• [EXERCISE TEXT]
********************

Scientific classification
- Kingdom: Animalia
- Phylum: Chordata
- Class: Mammalia
- Infraclass: Placentalia
- Order: Rodentia
- Family: Cricetidae
- Subfamily: Sigmodontinae
- Genus: Rheomys
- Species: R. raptor
- Binomial name: Rheomys raptor Goldman, 1912

= Goldman's water mouse =

- Genus: Rheomys
- Species: raptor
- Authority: Goldman, 1912
- Conservation status: LC

Species of rodent

Rheomys raptor, also known as the Goldman's water mouse or Goldman's Ichthyomyine, is a species of rodent in the family Cricetidae. This mouse is semiaquatic and its carnivorous diet includes invertebrates. The conservation status of the species is rated as "least concern" because of its sizable population and the presence of several protected areas within its range. However, deforestation and water pollution represent potential threats.

********************

• [CHECK YOUR UNDERSTANDING]
1. Say whether each statement agrees with the text on Goldman's water mouse, answering yes or no and quoting the deciding words of the text. (a) The species is placed in the family Cricetidae. (b) The mouse lives on a diet of plants alone. (c) One reason for its "least concern" rating is that protected areas lie within its range.
2. Please go on with the text on Goldman's water mouse, starting after its last sentence.

********************

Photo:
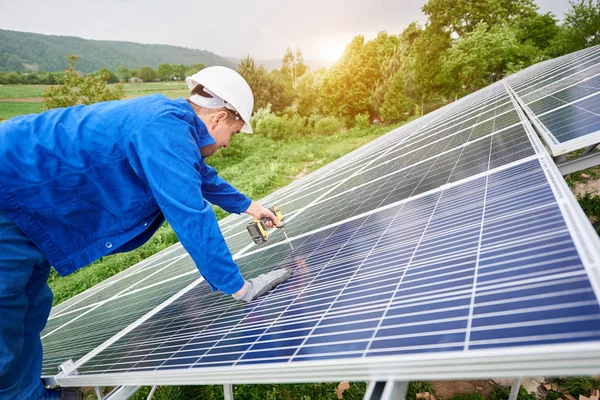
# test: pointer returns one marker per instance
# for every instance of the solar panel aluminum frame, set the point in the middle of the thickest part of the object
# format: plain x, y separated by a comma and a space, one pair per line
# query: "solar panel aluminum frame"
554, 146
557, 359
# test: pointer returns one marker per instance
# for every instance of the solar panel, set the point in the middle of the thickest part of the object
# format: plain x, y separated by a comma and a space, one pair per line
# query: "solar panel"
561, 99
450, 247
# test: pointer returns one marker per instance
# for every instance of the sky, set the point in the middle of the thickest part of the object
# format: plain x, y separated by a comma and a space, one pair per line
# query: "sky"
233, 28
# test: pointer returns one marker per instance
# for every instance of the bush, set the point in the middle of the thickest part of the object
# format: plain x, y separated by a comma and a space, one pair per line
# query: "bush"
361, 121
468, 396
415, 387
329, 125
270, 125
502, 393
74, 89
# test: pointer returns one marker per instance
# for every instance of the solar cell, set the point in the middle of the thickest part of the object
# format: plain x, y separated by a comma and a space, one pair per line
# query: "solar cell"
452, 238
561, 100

********************

• [RESPONSES BY ITEM NUMBER]
1.
(a) Yes: "is a species of rodent in the family Cricetidae"
(b) No: "its carnivorous diet includes invertebrates"
(c) Yes: "the presence of several protected areas within its range"

2.
== Distribution and habitat ==
Rheomys raptor is found in Central America with sightings mainly in Costa Rica but has also been seen in eastern Panama. R. raptor lives in forests with a water source nearby, such as a fast-flowing stream, and inland wetlands. R. raptor has been identified in Costa Rican and Panamanian cloud forests at altitudes ranging from 1300 to 1600 meters.

== Parasites ==
Rheomys raptor is the first known species of its genus to harbor an ectoparasite, Hoplopleura janzeni. H. janzeni is a newly identified species of Hoplopleura, sucking lice, that was solely discovered on a female R. raptor located at the Monteverde Cloud Forest Reserve in Costa Rica.